* Task details: Return every line of the entries below that contains the string "sedan". Case counts.

(Items listed in a dataset)

>>>>

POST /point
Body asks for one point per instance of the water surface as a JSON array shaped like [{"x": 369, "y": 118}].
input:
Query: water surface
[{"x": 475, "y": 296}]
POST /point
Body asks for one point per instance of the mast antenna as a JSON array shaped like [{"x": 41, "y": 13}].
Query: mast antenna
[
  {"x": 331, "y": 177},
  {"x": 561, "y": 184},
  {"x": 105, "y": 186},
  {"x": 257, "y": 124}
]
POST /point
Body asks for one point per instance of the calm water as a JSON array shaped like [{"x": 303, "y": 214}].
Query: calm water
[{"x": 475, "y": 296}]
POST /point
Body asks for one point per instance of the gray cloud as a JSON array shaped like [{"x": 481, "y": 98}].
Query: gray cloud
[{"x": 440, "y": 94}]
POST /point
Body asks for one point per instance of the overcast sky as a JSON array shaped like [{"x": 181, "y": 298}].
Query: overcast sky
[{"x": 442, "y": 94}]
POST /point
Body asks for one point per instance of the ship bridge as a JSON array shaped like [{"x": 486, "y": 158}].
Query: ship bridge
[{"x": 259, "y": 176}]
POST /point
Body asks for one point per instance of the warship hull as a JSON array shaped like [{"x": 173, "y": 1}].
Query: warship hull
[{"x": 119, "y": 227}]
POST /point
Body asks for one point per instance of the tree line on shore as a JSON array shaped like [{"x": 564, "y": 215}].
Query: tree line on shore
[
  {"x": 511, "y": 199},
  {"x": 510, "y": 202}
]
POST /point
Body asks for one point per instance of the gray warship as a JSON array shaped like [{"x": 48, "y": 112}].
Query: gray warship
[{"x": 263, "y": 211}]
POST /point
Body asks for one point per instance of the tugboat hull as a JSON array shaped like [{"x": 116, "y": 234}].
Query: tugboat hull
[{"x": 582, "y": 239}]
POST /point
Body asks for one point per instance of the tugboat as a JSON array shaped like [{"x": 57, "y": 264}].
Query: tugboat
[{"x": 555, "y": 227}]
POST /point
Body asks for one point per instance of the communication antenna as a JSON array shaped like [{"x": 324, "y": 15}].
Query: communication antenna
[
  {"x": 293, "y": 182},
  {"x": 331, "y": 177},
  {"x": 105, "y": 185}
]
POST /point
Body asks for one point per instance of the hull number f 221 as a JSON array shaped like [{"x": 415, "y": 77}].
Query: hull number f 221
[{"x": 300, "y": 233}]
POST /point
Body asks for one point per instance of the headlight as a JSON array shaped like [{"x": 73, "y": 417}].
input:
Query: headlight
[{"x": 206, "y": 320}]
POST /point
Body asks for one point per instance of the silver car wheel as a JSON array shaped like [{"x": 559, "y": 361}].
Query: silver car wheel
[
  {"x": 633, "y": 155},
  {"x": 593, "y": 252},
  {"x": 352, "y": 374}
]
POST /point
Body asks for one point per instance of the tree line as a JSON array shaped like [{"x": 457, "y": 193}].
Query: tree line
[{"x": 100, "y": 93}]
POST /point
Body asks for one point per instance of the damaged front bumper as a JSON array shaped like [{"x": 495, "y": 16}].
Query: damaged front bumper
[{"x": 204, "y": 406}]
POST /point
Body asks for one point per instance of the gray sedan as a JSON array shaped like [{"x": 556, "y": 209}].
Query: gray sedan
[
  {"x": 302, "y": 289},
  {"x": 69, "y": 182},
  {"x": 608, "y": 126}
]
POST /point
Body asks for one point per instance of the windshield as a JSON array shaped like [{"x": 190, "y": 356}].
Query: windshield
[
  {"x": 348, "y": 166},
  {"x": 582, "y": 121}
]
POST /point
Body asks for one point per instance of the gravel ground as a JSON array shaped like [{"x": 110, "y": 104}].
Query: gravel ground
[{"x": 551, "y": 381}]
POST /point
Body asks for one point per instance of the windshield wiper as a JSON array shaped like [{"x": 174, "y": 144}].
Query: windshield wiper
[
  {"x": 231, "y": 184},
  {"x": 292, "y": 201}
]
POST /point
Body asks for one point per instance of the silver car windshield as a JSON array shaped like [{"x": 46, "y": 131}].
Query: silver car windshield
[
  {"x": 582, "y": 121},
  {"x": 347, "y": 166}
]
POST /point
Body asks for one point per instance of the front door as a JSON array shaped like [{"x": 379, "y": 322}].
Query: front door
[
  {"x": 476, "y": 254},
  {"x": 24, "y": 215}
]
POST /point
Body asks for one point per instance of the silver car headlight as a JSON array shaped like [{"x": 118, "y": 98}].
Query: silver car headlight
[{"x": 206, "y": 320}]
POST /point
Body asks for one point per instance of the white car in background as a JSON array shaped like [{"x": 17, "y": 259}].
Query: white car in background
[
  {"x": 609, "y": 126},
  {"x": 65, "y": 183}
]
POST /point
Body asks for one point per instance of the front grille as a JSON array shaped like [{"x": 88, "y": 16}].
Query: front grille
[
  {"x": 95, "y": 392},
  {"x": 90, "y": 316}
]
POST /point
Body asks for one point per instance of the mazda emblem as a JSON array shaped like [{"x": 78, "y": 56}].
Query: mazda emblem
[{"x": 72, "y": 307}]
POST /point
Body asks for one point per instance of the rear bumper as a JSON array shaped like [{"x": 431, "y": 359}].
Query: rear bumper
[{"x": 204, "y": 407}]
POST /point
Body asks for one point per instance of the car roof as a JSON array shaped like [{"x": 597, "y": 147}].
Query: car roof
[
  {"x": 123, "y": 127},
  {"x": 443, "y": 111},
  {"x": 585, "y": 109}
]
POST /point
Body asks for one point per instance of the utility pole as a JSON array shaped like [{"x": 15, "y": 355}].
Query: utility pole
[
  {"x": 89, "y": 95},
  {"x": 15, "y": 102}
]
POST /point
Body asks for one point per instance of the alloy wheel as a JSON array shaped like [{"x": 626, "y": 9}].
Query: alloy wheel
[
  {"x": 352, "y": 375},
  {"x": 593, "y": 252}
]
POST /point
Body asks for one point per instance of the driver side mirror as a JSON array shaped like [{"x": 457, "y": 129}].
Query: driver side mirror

<<<<

* Output:
Body asks for one point per instance of the gray sedan as a JSON array shaped like [{"x": 556, "y": 209}].
Query: gray sedan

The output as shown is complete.